- Source text -
++++

Rereading The (Mis)behavior of Markets after more than a decade had passed since the previous read — a decade in which one noted misbehavior was the firm establishment of five network upstarts to market value dominance — I was this time struck by the prevalence of network terminology I had not noticed before. In a text that does not mention networks even as a concept, let alone an indexed word, the recurring appearance of clustering, scaling, interdependency, and power law effects, stands out.

Admittedly, the author avoided speculating on causes of market fractality, but sought merely to observe and as a scientist demonstrate the unpredictable choppiness of the subject. But we who are not scientists can speculate without shame, and my take is that markets — complex and diverse interconnected networks of complex and diverse participation — (mis)behave the way that social networks do, only much more so: a function of their vastly more complex, diverse and multilayered constitution.

Which is to say, there are influences and influencers, agreements and disagreements of assorted strength, topics that draw varied attention by and for assorted interest groups, links among the nodes that may solidify or break, clusters that may grow or shrink or altogether vanish just to reappear… Only, in markets these form a richer and more fragile mosaic, necessarily, resulting in what may show on charts as chaos. But it isn’t that, it’s just complex, and fractal.

One other clue for the imagination to run wild among Mandelbrot’s scientific findings, points us to an even more precise conclusion about the nature of this complex social web. According to the author, market prices have memory — are influenced, in other words, by prices past — the more immediate the past, the more immediately influential.

This speaks of sentiment, I think, which grows with immediacy and fades with distance. As much as investors may try to resist it in their decision making, sentiment in markets is a fixture — intrinsic and extrinsic — if anything, a matter of type and degree. For analytic purposes, it forms a special challenge in that sentiment is difficult to forecast, can be contagious in both rise and fall, and is thus hard (i.e., impossible) to hedge. The multi-layered complexity of the market network, as described, adds considerably to the challenge; and where we see a jagged line rather than the trajectory our models had anticipated, that is because there is no noise, there is only signal.

A prevailing mood

Around this time, many investors step back and with a pillow underneath their head reflect on the year nearing its end and that which is itching to get started. It is an artificial boundary, but generally accepted and accounted for, and it may as well be part of nature. This season I am thinking about a sentiment I’ve noticed more of in the recent past, and speculating on its consequences, some of which perhaps still underway or in a state of reversal. Who knows.

The sentiment to which I refer: Distrust… widespread and deep, it seems to me, and growing.

It is a particular type of distrust that I sense, different from that which may seem normal in a market economy, rightly or wrongly driven by a zero-sum mentality: one trader gains what another loses, and trust is generally a naive stance. We don’t always trust stock research because there is an underlying profit motive. We don’t trust ads because someone wants to sell us something that we probably don’t need. We don’t trust other investors because they’re talking their books, as they should, and so are we. We don’t always trust the data because it depends on the analysis and how it’s done and why. These are distrusts akin to healthy skepticism — like peer review in science, if you will — or, as a trader friend used to kid but not really: because you’re paranoid doesn’t mean you aren’t being followed. It can’t be helped for speculators to calculate this way, and we’re all speculators, even when we think we’re not. Like sentiment, it’s a question of type and degree.

++++

- Data lines -
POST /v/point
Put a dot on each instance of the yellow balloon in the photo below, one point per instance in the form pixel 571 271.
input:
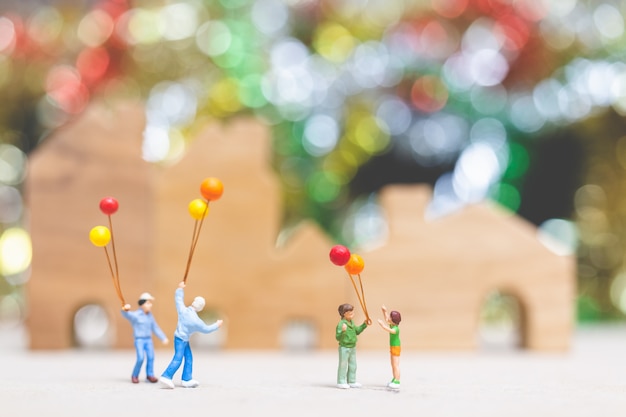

++++

- Work to complete -
1. Please retype the essay on market sentiment from "This speaks of" up to and including "is only signal.".
2. Write what comes next in the essay on market sentiment, picking up after its final sentence.
The listing was taken from a different source than the essay on market sentiment.

- Set of answers -
1.
This speaks of sentiment, I think, which grows with immediacy and fades with distance. As much as investors may try to resist it in their decision making, sentiment in markets is a fixture — intrinsic and extrinsic — if anything, a matter of type and degree. For analytic purposes, it forms a special challenge in that sentiment is difficult to forecast, can be contagious in both rise and fall, and is thus hard (i.e., impossible) to hedge. The multi-layered complexity of the market network, as described, adds considerably to the challenge; and where we see a jagged line rather than the trajectory our models had anticipated, that is because there is no noise, there is only signal.

2.
But no, the distrust that is now building is a different breed. It is a disconnect in both directions between individual and institution, and between institution and institution, which, as it expands to varied fields and deepens in its breakage, could be a sentiment of dominating impact that will be difficult to manage on both sides. This thing I think I notice, call it institutional distrust, may be a thing worth noticing.

Despite or because of fractals

Not the markets, however — the subject of this essay — we don’t distrust the markets.

That is not to say that we agree with what the markets tell us, or that we trust participants and the respective institutions, but when a price moves for or against us we accept it as the market voice, which speaks the market truth — a truth that matters. It may be fractal and complex, like truth is prone to be even in straightforward circumstances; it requires interpretation, which we may botch or otherwise ignore; but it’s a voice that can be trusted and is always speaking.

Perhaps the reason that we feel this way is the market’s multitude and diversity. In networks, that’s something like decentralization. There is no editor-in-chief, there is no artifice or censorship, no concentration of ideals that, in effect, can turn a network centralized. Despite the power law effects that form in pockets of the market, which may build bubbles or pop them, which sometimes create centers of so-called thought leadership or financial concentrations, in whole the market leaves us free to speculate, to bet for or against, to participate in bubbles or centralized pockets if we choose, to take risk and hope to gain from it, or simply leave (which is itself a risk position). The market doesn’t judge and doesn’t want from us. It accepts us as we are, and in the last analysis, perhaps, this is what defines trust.

According to Simone Weil, who was not a stock arbitrageur (to my knowledge) but a conscientious observer of human nature nevertheless, among the many human needs there are the need for truth, the need for private property, and the need for risk. We follow and trust markets, I believe, despite (or because of) our perpetually broken understanding.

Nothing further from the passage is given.